## Start

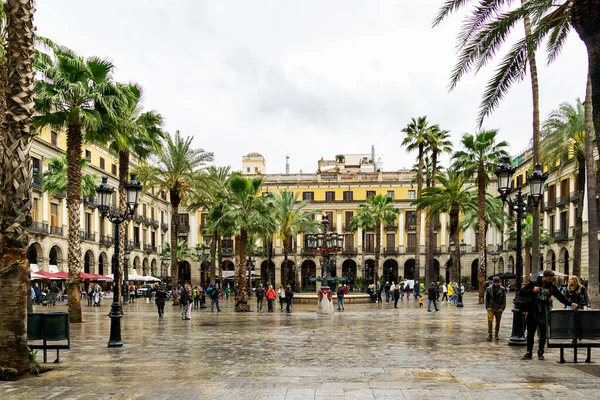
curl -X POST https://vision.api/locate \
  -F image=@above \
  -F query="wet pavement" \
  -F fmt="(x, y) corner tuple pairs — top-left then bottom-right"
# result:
(0, 293), (600, 400)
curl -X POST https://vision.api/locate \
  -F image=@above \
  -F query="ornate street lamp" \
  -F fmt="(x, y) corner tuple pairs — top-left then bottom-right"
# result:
(448, 239), (467, 307)
(96, 174), (142, 347)
(306, 216), (344, 290)
(496, 157), (548, 346)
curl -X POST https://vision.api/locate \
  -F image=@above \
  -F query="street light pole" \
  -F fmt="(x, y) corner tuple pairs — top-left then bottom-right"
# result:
(496, 157), (548, 346)
(96, 174), (142, 347)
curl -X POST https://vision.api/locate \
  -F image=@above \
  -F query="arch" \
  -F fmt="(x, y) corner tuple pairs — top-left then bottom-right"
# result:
(260, 260), (275, 287)
(404, 258), (416, 279)
(559, 247), (571, 276)
(342, 259), (358, 286)
(142, 257), (150, 275)
(471, 258), (479, 289)
(178, 261), (192, 284)
(83, 249), (95, 274)
(48, 244), (63, 272)
(383, 258), (398, 283)
(281, 259), (296, 288)
(98, 252), (109, 275)
(300, 260), (317, 291)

## End

Scale the material above for a larger image: write out all its lines again, requests included, multiplying every corner coordinate in the results by 2.3 and rounding to whole numbers, with halves rounded up. Leave the pictures out of your answer.

# Response to the exercise
curl -X POST https://vision.api/locate \
  -F image=@above \
  -F query="wet pavement" \
  -F fmt="(x, y) corner tuple pairs — top-left then bottom-right"
# result:
(0, 674), (1380, 920)
curl -X POST https://vision.api/locate \
  -F image=@above \
  -F query="ornate street lamp" \
  -F fmt="(x, y) corner tuple pairs — top-left then bottom-right"
# result:
(1030, 550), (1074, 706)
(221, 400), (327, 798)
(704, 497), (791, 667)
(1141, 361), (1260, 796)
curl -X POST https://vision.api/locate \
  -F image=@above \
  -F query="street light pole" \
  -F fmt="(x, y) corner tuple pairs — top-left then bottom-right"
# result:
(1141, 361), (1260, 796)
(221, 400), (327, 798)
curl -X POST https://vision.api/locate \
  -F image=@above \
  -F query="arch" \
  -F fmt="(x, y) corner tuple pairs — top-left then bottom-right"
# result:
(598, 598), (633, 660)
(929, 593), (957, 642)
(1286, 568), (1313, 635)
(787, 596), (823, 658)
(327, 591), (345, 633)
(1083, 593), (1102, 665)
(409, 600), (442, 653)
(191, 573), (219, 630)
(110, 561), (145, 626)
(881, 593), (915, 651)
(646, 596), (681, 662)
(225, 580), (251, 633)
(690, 598), (729, 669)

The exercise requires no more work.